Monday, September 24, 2018

Undocumented Immigrant Faces a Choice: Become an Informant for ICE or Be Deported


By Ryan Katz

It was still dark on a crisp morning in March 2017 when Carlos Rueda Cruz clambered into his Toyota Tacoma pickup truck to go to work. He turned the key in the ignition and pulled around the corner to pick up his friend, who worked for the same roofing company in Sacramento, California. Carlos made it three blocks before he saw the flashing lights in his rearview mirror. He pulled over near an Arco gas station. “They better just give you a ticket,” the friend joked.

The police approached with guns cocked, Carlos said. They shouted for him to put his hands in the air. As Carlos stepped out of his truck, he noticed five law enforcement vehicles surrounding him. The police started asking questions: Where are you going? Are you carrying any drugs or weapons? Why are you here?

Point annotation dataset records

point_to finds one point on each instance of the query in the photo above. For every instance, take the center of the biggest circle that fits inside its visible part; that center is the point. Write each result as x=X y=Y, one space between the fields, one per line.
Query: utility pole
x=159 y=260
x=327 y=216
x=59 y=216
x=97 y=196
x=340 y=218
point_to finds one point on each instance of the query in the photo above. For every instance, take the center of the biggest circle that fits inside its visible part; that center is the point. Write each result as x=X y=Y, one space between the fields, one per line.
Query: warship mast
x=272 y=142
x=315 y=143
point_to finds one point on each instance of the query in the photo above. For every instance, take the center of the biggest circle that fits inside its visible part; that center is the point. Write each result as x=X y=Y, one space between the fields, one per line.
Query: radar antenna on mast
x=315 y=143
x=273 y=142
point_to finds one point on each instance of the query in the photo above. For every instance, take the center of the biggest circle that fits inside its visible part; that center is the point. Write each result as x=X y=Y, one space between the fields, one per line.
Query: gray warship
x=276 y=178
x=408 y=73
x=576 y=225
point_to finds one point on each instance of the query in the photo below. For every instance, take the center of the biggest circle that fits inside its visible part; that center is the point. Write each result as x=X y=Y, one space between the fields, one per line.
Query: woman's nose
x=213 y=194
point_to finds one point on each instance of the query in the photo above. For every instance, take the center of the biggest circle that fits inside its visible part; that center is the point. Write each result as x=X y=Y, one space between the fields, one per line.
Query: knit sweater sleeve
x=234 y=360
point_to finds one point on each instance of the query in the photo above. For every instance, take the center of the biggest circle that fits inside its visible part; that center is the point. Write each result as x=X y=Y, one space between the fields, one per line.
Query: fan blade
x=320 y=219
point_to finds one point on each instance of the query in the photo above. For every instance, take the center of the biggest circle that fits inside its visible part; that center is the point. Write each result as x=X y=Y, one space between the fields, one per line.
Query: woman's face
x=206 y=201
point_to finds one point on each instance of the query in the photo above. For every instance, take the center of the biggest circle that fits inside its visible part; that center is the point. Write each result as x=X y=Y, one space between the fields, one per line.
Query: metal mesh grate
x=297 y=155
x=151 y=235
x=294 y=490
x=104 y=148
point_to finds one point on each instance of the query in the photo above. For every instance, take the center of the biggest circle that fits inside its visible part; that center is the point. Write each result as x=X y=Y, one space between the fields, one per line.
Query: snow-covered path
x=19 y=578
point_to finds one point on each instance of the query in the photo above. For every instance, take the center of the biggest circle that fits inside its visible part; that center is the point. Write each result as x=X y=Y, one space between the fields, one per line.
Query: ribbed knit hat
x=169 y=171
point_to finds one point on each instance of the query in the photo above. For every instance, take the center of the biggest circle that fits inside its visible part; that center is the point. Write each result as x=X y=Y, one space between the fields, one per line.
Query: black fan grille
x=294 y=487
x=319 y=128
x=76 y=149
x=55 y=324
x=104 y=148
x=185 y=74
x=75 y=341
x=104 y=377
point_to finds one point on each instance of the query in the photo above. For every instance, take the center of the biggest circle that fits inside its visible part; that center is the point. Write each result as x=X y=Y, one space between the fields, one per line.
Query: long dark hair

> **What to work on**
A - From the article about Carlos Rueda Cruz above, reproduce the passage that begins at the words "The police approached" and stops after the words "are you here?".
B - Using the article about Carlos Rueda Cruz, answer these:
(i) What make and model of pickup truck did Carlos drive?
(ii) In which city was the roofing company located?
(iii) How many law enforcement vehicles surrounded Carlos?
C - List every question the police asked Carlos, as given in the article about Carlos Rueda Cruz.

> **Final results**
A -
The police approached with guns cocked, Carlos said. They shouted for him to put his hands in the air. As Carlos stepped out of his truck, he noticed five law enforcement vehicles surrounding him. The police started asking questions: Where are you going? Are you carrying any drugs or weapons? Why are you here?

B -
(i) A Toyota Tacoma.
(ii) Sacramento, California.
(iii) Five.

C -
Where are you going?
Are you carrying any drugs or weapons?
Why are you here?